### [GIVEN INSTRUCTION A]
From the review below, list the kinds of people it says lead the documentary.

### [READING TEXT]
First things first, a bit of backstory on the films.
If you’re not familiar with the Sam Raimi-written/directed Bruce Campbell-starring The Evil Dead (1981), the premise is simple: five friends go on a vacation to a cabin in the woods, one of them accidentally awakens a dark evil, and each one is killed off until only Campbell’s Ashley “Ash” Williams remains. Raimi and Campbell would revisit the character two more times in cinemas in Evil Dead II (1987) and Army of Darkness (1992), the former being a sequel/reboot and the latter being more of the same just set in the 14th century. With each film, the horror would remain, becoming, in some cases, more grotesque in its more surreal moments, but the comedic elements (inspired by Raimi’s love of physical comedy (see: The Three Stooges)) would also increase. By the time they made the television show, Ash vs. Evil Dead, they’d found the perfect balance of gore-to-humor so that audiences were not sure if they should be laughing, vomiting, or both. The 2013 Evil Dead, directed by Fede Álvarez, written by Álvarez and Rodo Sayagues with actor Jane Levy starring as Mia, the “Ash” of the film, is not canonical to the Raimi films/television series, but is considered a continuation of the first film by Álvarez. Knowing at least this much will help before watching Deadites as the film is structured in a way in which prior knowledge is expected and noobs will be lost until well into the documentary.
Second, a disclosure about this writer.
I’m a fan of the series, if you couldn’t tell from the photo in my bio on the About page of EoM. My introduction into the series came when my middle brother, Micah, started bringing home horror films as he took advantage of the perks of working in a video store. Being a giant chicken in a flesh suit, I couldn’t watch the things he brought home at all. They were too real for my imagination to ignore and I didn’t need to imagine these things in the dark of night. But, as an avid comic reader, I’d seen advertisements for this romance novel-esque film about a hero out of time and low on gas, so I had some sense of what Army of Darkness was about when Micah brought it home. I fell in love with the comedy (dialogue & performance), with the structure of the story, and, most of all, with Campbell. Since then, I’ve seen Campbell live twice, met him once, and amassed a small collection of toys, statues, and various memorabilia related to the film, and seen the absolutely spectacular Evil Dead: The Musical twice. Given the opportunity to look at any shooting scripts at the Academy of Arts and Sciences Library, I opted to read the one for Army of Darkness (which I discussed briefly on Episode 26 of The Cine-Men podcast). The point of all this is to say that I am aware of my bias when it comes to anything Evil Dead related, so when I tell you that Villeneuve captures the heart of the fandom and the continued amazement by the cast at the longevity of their work, understand that it comes from someone within the fandom. I’m nowhere near the level of some of the folks who lead the documentary (special effects enthusiasts, filmmakers, cosplayers, possessors of actual movie props, and general horror fans), but I can recognize the authentic joy with which each of these individuals speaks of the series.

### [GIVEN INSTRUCTION B]
Extract each line of the records below that contains the word "noun", matching case exactly.

Spatial annotation records
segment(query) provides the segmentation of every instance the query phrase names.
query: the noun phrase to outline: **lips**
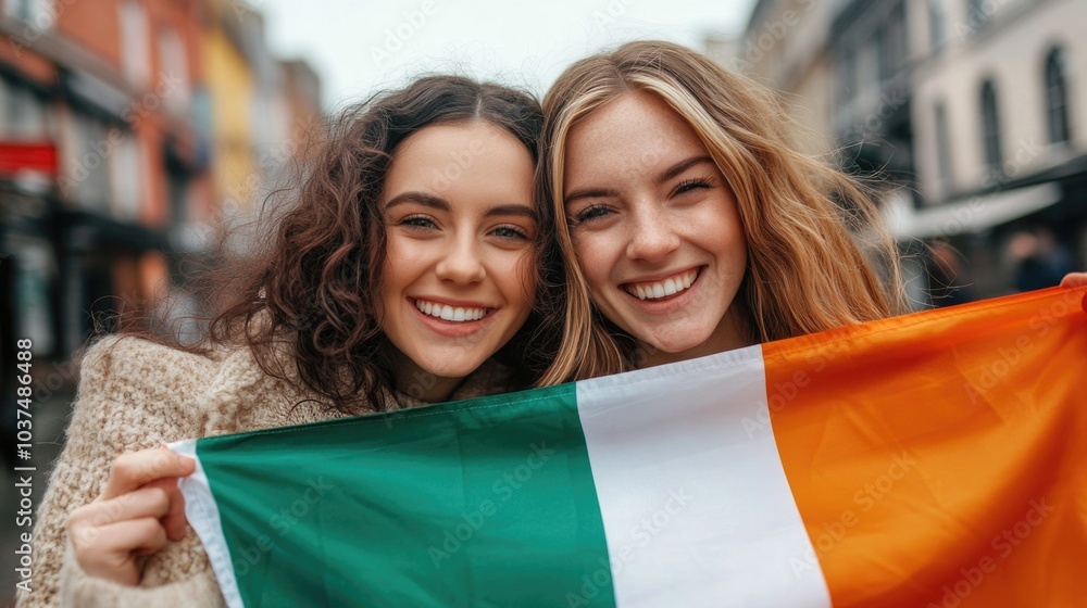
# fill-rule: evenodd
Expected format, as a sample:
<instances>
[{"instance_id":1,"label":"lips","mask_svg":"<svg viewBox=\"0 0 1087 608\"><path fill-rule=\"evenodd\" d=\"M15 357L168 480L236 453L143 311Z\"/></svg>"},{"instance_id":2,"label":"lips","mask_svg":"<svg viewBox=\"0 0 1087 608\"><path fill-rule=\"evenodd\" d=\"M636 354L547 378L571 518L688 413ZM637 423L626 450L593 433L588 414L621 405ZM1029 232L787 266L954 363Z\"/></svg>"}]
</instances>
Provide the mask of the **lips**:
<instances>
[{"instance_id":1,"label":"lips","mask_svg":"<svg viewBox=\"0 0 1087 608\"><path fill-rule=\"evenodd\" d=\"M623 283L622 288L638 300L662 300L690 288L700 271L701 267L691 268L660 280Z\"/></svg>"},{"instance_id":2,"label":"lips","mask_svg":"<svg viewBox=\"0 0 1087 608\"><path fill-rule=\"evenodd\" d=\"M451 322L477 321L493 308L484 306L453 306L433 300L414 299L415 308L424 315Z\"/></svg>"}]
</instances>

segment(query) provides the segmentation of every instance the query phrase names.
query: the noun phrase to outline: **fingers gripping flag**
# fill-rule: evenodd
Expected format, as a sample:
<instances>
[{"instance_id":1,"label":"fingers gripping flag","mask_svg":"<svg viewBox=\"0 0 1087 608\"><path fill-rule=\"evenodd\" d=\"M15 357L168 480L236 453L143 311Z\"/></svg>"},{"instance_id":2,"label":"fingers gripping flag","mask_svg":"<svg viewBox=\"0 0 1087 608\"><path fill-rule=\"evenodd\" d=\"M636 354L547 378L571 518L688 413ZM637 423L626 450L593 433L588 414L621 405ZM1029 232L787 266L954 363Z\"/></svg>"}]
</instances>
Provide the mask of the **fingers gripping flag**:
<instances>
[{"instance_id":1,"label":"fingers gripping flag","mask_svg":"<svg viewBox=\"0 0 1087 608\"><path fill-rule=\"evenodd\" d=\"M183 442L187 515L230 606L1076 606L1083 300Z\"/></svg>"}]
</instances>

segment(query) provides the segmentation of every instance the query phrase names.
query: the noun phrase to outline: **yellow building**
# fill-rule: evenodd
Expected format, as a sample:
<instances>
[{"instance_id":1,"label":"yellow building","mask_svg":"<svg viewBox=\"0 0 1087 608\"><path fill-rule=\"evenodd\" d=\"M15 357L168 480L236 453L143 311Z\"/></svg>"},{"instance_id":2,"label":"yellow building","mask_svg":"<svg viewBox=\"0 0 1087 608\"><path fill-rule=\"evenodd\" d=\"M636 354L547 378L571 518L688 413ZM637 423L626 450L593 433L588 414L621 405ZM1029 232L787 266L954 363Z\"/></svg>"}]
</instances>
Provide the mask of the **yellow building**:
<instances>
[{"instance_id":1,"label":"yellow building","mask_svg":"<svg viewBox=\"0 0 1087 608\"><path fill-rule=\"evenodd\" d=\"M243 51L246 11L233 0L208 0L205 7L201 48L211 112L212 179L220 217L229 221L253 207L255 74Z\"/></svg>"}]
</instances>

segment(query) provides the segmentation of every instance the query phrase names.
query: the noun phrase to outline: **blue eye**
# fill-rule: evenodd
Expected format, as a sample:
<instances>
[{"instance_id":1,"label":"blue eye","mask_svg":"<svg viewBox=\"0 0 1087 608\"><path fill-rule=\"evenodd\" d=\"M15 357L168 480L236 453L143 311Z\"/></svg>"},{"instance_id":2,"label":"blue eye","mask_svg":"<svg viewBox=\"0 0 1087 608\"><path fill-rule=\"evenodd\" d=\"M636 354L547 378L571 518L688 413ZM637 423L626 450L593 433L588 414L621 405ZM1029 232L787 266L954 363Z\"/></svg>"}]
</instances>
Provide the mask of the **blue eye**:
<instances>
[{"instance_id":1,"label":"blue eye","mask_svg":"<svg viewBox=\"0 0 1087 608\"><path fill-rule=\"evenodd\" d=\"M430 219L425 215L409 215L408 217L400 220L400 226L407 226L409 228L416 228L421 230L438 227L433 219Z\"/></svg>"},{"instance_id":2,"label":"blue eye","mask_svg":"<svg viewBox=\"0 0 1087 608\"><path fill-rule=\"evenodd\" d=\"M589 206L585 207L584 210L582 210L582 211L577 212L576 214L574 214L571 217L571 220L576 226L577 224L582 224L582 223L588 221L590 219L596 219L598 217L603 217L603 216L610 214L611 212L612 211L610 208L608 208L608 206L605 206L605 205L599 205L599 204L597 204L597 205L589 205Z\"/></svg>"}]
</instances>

### [RIGHT ANSWER A]
- Special effects enthusiasts
- Filmmakers
- Cosplayers
- Possessors of actual movie props
- General horror fans

### [RIGHT ANSWER B]
query: the noun phrase to outline: **lips**
query: the noun phrase to outline: **fingers gripping flag**
query: the noun phrase to outline: **yellow building**
query: the noun phrase to outline: **blue eye**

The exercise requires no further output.